• What is required: Repeat the data below word for word, with no changes.
··· Record list ···
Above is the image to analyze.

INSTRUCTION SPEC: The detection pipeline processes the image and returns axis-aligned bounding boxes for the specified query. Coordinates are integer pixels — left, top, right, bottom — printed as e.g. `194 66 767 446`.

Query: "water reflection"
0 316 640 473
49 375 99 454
···
• Exercise answer:
Above is the image to analyze.

INSTRUCTION SPEC: The detection pipeline processes the image and returns axis-aligned bounding boxes for the specified query. Coordinates are integer pixels — left, top, right, bottom — printed as e.g. `194 66 767 446`.

Query: "water reflection"
0 316 640 473
49 375 99 454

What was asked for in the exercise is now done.